• [BRANO SELEZIONATO]:
Sette personalità ucraine del mondo del cinema hanno di recente proposto, secondo quanto riporta Variety, di punire ulteriormente la Russia per la decisione di invadere il loro Paese, con un “boicottaggio culturale”. Mosca è già stata esclusa da alcune competizioni come l’Eurovision song contest, ma secondo loro bisogna fare ancora di più perché anche la cultura può diventare un'arma. I sette cineasti sono Roman Bondarchuk, Nariman Aliev, Alina Gorlova, Maryna Er Gorbach, Darya Bassel, Antonio Lukich e Valentyn Vasyanovych, noto in Italia per Atlantis, vincitore del premio Orizzonti per il miglior film alla 76ª Mostra internazionale d'arte cinematografica di Venezia.

• [MATERIALE FORNITO]:

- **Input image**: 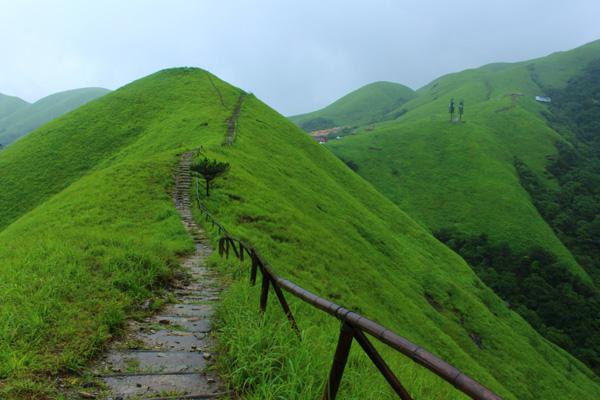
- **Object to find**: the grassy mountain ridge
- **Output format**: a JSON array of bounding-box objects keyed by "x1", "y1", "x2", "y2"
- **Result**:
[
  {"x1": 0, "y1": 68, "x2": 600, "y2": 399},
  {"x1": 0, "y1": 93, "x2": 29, "y2": 119},
  {"x1": 0, "y1": 88, "x2": 109, "y2": 145},
  {"x1": 290, "y1": 82, "x2": 415, "y2": 131}
]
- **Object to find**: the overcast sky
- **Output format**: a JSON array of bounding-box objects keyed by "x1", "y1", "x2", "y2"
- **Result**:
[{"x1": 0, "y1": 0, "x2": 600, "y2": 115}]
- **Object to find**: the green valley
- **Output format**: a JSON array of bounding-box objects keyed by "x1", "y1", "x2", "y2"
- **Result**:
[
  {"x1": 0, "y1": 88, "x2": 109, "y2": 146},
  {"x1": 290, "y1": 82, "x2": 416, "y2": 131}
]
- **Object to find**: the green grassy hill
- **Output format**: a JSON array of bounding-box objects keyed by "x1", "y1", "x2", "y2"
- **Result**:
[
  {"x1": 290, "y1": 82, "x2": 416, "y2": 131},
  {"x1": 0, "y1": 68, "x2": 600, "y2": 400},
  {"x1": 0, "y1": 93, "x2": 29, "y2": 120},
  {"x1": 329, "y1": 41, "x2": 600, "y2": 374},
  {"x1": 0, "y1": 88, "x2": 109, "y2": 146}
]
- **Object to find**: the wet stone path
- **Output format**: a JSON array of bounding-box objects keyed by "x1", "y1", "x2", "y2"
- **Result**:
[{"x1": 96, "y1": 153, "x2": 229, "y2": 400}]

• [CONSEGNA]: Cita per intero e senza modifiche il brano selezionato sul boicottaggio culturale della Russia proposto dai cineasti ucraini.

• [SOLUZIONE SCRITTA]:
Sette personalità ucraine del mondo del cinema hanno di recente proposto, secondo quanto riporta Variety, di punire ulteriormente la Russia per la decisione di invadere il loro Paese, con un “boicottaggio culturale”. Mosca è già stata esclusa da alcune competizioni come l’Eurovision song contest, ma secondo loro bisogna fare ancora di più perché anche la cultura può diventare un'arma. I sette cineasti sono Roman Bondarchuk, Nariman Aliev, Alina Gorlova, Maryna Er Gorbach, Darya Bassel, Antonio Lukich e Valentyn Vasyanovych, noto in Italia per Atlantis, vincitore del premio Orizzonti per il miglior film alla 76ª Mostra internazionale d'arte cinematografica di Venezia.